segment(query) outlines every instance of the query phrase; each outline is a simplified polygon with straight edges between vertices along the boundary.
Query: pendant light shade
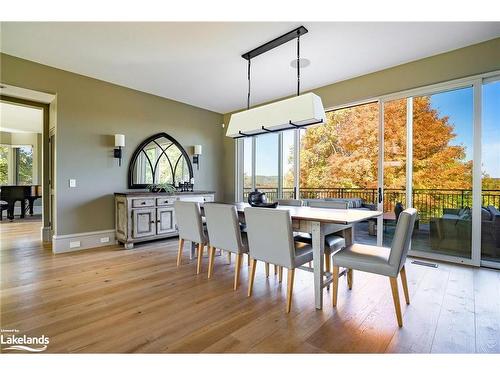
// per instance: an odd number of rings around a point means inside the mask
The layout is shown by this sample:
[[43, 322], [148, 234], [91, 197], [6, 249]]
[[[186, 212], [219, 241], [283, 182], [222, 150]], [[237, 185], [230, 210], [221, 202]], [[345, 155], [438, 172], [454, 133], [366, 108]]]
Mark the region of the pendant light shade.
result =
[[226, 136], [239, 138], [294, 129], [320, 124], [325, 119], [321, 98], [316, 94], [307, 93], [234, 113], [231, 115]]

## Exercise requirements:
Copy out every line of the records above, requests included, but leave out the pictures. In each answer, multiply the polygon vertex coordinates by 2.45 and round them to whole numbers, with halves rounded up. Leave the coordinates in the requests and their format samples unchanged.

## In response:
segment(query) outlines every instance of the query phrase; each outline is a simplified polygon with straight edges between vertices along the boundary.
Query: pendant light shade
// per instance: an odd number of rings around a point means inside the mask
The layout is shown by this sample:
[[43, 322], [148, 234], [91, 197], [6, 249]]
[[[186, 212], [219, 241], [283, 182], [222, 150]], [[237, 185], [230, 210], [221, 202]], [[345, 155], [438, 172], [454, 133], [366, 108]]]
Mark the region of the pendant light shade.
result =
[[554, 333], [586, 338], [720, 316], [784, 304], [796, 292], [786, 240], [774, 230], [752, 228], [573, 277], [566, 282]]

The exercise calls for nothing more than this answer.